**Short task a**
In the post about the Penn State scandal, what hotline number is given for reporting child abuse?

**Page text**
I miss last week, I really do. I miss the time when Tamba Hali was the worst mental picture that came to mind when I heard the words "Penn State." I miss the time when I didn't doubt that people understood that some things are bigger than football. I miss the time in which I had faith in humanity.
Nobody loves an opportunity for sarcasm more than I do, but clearly this isn't the time for that... and I don't have it in me, even if it was. So, instead, while I'm blessed with this opportunity that allows me your eyeballs for seven of your precious minutes today, I'd like to stand on a soapbox for 30 seconds...
I don't care to go into my many opinions on the Penn State scandal here, except for one. Child abuse, of any kind, is one of the worst crimes known to man. To not report it can bring harm onto countless children, and as a society, that should be unacceptable to us.
PLEASE do not let child abuse go unreported. The hotline # is 1-800-4-A-CHILD.

**Records to use**
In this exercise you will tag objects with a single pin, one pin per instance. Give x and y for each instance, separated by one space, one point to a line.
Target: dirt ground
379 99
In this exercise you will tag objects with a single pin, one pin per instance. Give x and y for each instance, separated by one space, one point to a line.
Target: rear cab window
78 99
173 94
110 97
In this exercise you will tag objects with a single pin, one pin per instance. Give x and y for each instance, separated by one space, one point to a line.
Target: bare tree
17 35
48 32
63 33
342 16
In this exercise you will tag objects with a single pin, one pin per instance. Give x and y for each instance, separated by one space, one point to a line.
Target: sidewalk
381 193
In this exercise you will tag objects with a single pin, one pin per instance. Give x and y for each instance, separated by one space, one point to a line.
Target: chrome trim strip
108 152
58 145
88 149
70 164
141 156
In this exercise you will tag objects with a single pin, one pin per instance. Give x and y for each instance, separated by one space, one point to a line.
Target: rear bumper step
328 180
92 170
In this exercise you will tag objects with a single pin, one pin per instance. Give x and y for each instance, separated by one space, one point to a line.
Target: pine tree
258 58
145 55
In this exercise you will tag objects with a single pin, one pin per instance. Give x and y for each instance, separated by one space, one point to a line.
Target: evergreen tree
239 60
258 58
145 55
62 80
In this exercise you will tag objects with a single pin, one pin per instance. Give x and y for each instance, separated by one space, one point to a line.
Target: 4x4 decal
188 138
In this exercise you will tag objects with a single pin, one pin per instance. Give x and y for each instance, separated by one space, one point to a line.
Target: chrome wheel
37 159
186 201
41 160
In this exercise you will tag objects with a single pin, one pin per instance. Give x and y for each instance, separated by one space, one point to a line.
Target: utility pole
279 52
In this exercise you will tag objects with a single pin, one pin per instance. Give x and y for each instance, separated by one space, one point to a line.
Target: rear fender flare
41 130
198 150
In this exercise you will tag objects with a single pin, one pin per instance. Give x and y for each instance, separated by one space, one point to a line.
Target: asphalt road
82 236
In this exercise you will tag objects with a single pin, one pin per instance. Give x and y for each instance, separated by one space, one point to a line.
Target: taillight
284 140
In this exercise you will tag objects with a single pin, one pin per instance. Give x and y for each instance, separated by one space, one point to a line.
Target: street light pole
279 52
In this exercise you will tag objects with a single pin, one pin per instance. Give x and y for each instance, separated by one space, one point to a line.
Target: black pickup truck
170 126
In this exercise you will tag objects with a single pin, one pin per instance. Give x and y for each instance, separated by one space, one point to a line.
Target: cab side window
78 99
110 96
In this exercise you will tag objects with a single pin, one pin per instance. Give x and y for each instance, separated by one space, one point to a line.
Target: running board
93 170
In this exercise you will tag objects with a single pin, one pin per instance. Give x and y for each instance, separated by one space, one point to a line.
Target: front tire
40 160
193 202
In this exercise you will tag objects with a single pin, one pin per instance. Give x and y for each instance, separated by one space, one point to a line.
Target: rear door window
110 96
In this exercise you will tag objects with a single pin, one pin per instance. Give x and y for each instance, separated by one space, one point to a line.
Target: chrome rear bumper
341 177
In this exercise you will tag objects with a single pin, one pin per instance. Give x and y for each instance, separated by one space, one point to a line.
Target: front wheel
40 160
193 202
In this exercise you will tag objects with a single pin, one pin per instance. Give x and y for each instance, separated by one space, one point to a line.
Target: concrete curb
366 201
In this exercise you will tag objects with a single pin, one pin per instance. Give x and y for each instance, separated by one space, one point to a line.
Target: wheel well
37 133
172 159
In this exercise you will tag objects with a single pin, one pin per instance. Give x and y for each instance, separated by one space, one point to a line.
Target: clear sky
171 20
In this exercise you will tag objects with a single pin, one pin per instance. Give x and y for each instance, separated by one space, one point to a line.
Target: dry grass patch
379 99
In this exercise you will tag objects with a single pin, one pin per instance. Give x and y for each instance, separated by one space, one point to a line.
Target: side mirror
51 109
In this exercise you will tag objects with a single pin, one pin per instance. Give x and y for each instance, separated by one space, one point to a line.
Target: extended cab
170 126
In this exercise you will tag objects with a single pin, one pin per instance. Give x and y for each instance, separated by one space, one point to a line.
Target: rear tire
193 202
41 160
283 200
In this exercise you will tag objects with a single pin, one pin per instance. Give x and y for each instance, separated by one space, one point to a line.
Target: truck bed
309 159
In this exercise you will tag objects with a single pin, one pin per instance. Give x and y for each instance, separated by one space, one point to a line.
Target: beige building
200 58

**Short task b**
How many lines in the entries contain the word "bumper"? Reply with the number only.

**Expected answer a**
1-800-4-A-CHILD

**Expected answer b**
2